===== DATASET =====

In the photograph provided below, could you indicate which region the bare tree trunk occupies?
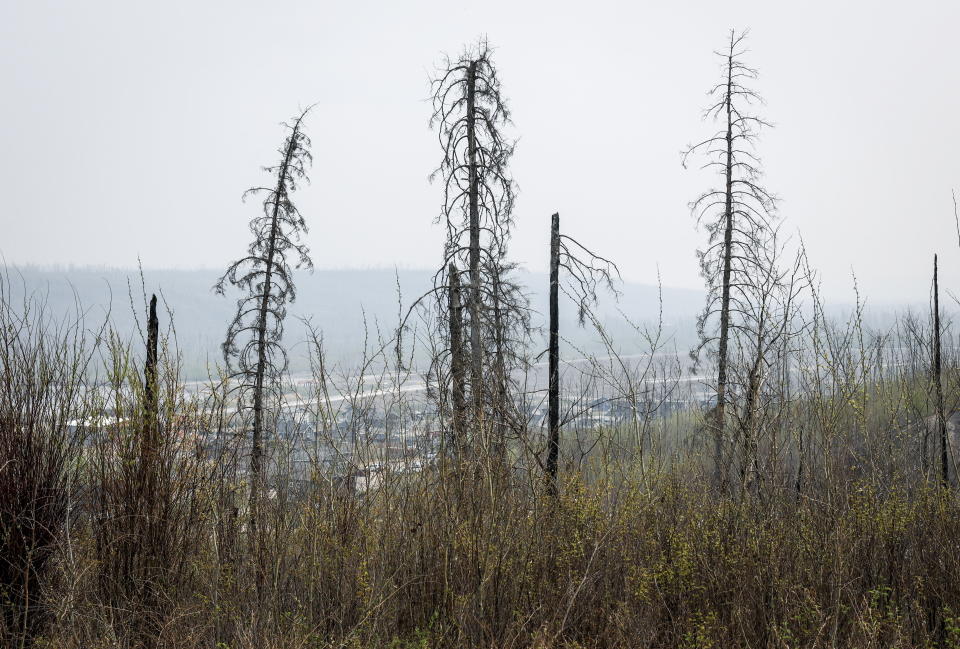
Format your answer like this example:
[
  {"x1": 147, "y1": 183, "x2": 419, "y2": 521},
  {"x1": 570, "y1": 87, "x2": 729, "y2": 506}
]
[
  {"x1": 140, "y1": 295, "x2": 160, "y2": 474},
  {"x1": 714, "y1": 40, "x2": 734, "y2": 492},
  {"x1": 448, "y1": 263, "x2": 466, "y2": 454},
  {"x1": 466, "y1": 61, "x2": 483, "y2": 435},
  {"x1": 139, "y1": 295, "x2": 162, "y2": 648},
  {"x1": 250, "y1": 123, "x2": 297, "y2": 598},
  {"x1": 933, "y1": 255, "x2": 950, "y2": 487},
  {"x1": 547, "y1": 213, "x2": 560, "y2": 493}
]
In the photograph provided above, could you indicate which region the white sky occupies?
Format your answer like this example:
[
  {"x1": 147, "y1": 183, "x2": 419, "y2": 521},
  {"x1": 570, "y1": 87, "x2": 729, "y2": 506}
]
[{"x1": 0, "y1": 0, "x2": 960, "y2": 301}]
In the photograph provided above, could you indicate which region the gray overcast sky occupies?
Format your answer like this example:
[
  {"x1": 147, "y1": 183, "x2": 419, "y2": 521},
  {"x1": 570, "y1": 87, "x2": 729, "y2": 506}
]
[{"x1": 0, "y1": 0, "x2": 960, "y2": 301}]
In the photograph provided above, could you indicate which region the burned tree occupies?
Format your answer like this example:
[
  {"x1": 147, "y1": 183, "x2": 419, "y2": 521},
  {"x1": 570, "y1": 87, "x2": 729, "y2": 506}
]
[
  {"x1": 214, "y1": 108, "x2": 312, "y2": 531},
  {"x1": 933, "y1": 255, "x2": 950, "y2": 487},
  {"x1": 447, "y1": 263, "x2": 466, "y2": 451},
  {"x1": 431, "y1": 41, "x2": 527, "y2": 446},
  {"x1": 546, "y1": 213, "x2": 620, "y2": 493},
  {"x1": 683, "y1": 30, "x2": 776, "y2": 489}
]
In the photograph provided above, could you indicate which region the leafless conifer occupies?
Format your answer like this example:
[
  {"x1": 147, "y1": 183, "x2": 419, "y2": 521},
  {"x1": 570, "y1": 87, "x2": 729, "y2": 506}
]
[
  {"x1": 683, "y1": 30, "x2": 776, "y2": 489},
  {"x1": 214, "y1": 108, "x2": 312, "y2": 568}
]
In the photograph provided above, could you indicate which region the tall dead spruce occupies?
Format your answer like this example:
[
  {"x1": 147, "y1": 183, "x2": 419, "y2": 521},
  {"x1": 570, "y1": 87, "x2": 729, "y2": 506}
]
[
  {"x1": 214, "y1": 108, "x2": 313, "y2": 532},
  {"x1": 546, "y1": 213, "x2": 620, "y2": 494},
  {"x1": 431, "y1": 41, "x2": 528, "y2": 450},
  {"x1": 683, "y1": 30, "x2": 776, "y2": 490}
]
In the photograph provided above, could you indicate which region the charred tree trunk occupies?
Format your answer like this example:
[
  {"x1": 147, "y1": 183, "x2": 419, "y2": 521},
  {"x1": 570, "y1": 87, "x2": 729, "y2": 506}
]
[
  {"x1": 140, "y1": 295, "x2": 160, "y2": 468},
  {"x1": 448, "y1": 263, "x2": 466, "y2": 454},
  {"x1": 466, "y1": 61, "x2": 483, "y2": 435},
  {"x1": 933, "y1": 255, "x2": 950, "y2": 487},
  {"x1": 547, "y1": 214, "x2": 560, "y2": 494},
  {"x1": 714, "y1": 43, "x2": 734, "y2": 492}
]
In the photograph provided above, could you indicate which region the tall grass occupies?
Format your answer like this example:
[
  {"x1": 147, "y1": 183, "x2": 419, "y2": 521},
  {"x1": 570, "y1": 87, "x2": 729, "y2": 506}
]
[{"x1": 0, "y1": 274, "x2": 960, "y2": 649}]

=====

WRITTEN TASK:
Reproduce all of the rows above verbatim, from first to last, omitting any pictures.

ANSWER BELOW:
In the photograph provided below, could you indicate which region the bare tree trunk occupies?
Format your answer like this example:
[
  {"x1": 147, "y1": 183, "x2": 419, "y2": 521},
  {"x1": 570, "y1": 87, "x2": 729, "y2": 506}
]
[
  {"x1": 140, "y1": 295, "x2": 160, "y2": 474},
  {"x1": 714, "y1": 40, "x2": 734, "y2": 492},
  {"x1": 448, "y1": 263, "x2": 466, "y2": 454},
  {"x1": 466, "y1": 61, "x2": 483, "y2": 435},
  {"x1": 139, "y1": 295, "x2": 162, "y2": 648},
  {"x1": 250, "y1": 123, "x2": 297, "y2": 598},
  {"x1": 933, "y1": 255, "x2": 950, "y2": 487},
  {"x1": 547, "y1": 213, "x2": 560, "y2": 493}
]
In the photograph provided above, could you indicate which region the white sky occupies?
Format your answer like this example:
[
  {"x1": 147, "y1": 183, "x2": 419, "y2": 521},
  {"x1": 570, "y1": 87, "x2": 729, "y2": 506}
]
[{"x1": 0, "y1": 0, "x2": 960, "y2": 301}]
In the photograph provided above, could you indicate which region the gray overcast sky occupies?
Format your answer like this example:
[
  {"x1": 147, "y1": 183, "x2": 419, "y2": 521},
  {"x1": 570, "y1": 87, "x2": 729, "y2": 506}
]
[{"x1": 0, "y1": 0, "x2": 960, "y2": 301}]
In the photograph provided above, could you indicate which region the burned tree occupies?
Format your answer like this example:
[
  {"x1": 147, "y1": 183, "x2": 419, "y2": 521},
  {"x1": 570, "y1": 87, "x2": 729, "y2": 506}
]
[
  {"x1": 214, "y1": 108, "x2": 312, "y2": 531},
  {"x1": 933, "y1": 255, "x2": 950, "y2": 487},
  {"x1": 447, "y1": 263, "x2": 466, "y2": 451},
  {"x1": 431, "y1": 41, "x2": 527, "y2": 446},
  {"x1": 546, "y1": 213, "x2": 620, "y2": 493},
  {"x1": 683, "y1": 30, "x2": 776, "y2": 489}
]
In the photograph provided above, could you indicate which region the leafless conifer occupies?
Format your answer like this example:
[
  {"x1": 147, "y1": 183, "x2": 419, "y2": 521},
  {"x1": 570, "y1": 87, "x2": 729, "y2": 506}
]
[
  {"x1": 683, "y1": 30, "x2": 776, "y2": 489},
  {"x1": 214, "y1": 108, "x2": 312, "y2": 568}
]
In the photograph provided above, could you indicate which region the tall dead spruce occupies?
Format your answer like this example:
[
  {"x1": 147, "y1": 183, "x2": 419, "y2": 521},
  {"x1": 570, "y1": 87, "x2": 729, "y2": 506}
]
[
  {"x1": 214, "y1": 108, "x2": 313, "y2": 532},
  {"x1": 546, "y1": 213, "x2": 620, "y2": 494},
  {"x1": 431, "y1": 41, "x2": 528, "y2": 450},
  {"x1": 683, "y1": 30, "x2": 776, "y2": 490}
]
In the photograph provided above, could you indicate which region the charred tree trunk occupies?
Format your answer like this example:
[
  {"x1": 147, "y1": 183, "x2": 419, "y2": 521},
  {"x1": 570, "y1": 87, "x2": 729, "y2": 506}
]
[
  {"x1": 140, "y1": 295, "x2": 160, "y2": 468},
  {"x1": 448, "y1": 263, "x2": 466, "y2": 454},
  {"x1": 466, "y1": 61, "x2": 483, "y2": 435},
  {"x1": 933, "y1": 255, "x2": 950, "y2": 487},
  {"x1": 547, "y1": 214, "x2": 560, "y2": 494},
  {"x1": 714, "y1": 43, "x2": 734, "y2": 492}
]
In the photograph provided above, could you indicate which region the tall grass occupies?
Format your answer like this example:
[
  {"x1": 147, "y1": 183, "x2": 419, "y2": 521},
  {"x1": 570, "y1": 87, "x2": 729, "y2": 506}
]
[{"x1": 0, "y1": 274, "x2": 960, "y2": 649}]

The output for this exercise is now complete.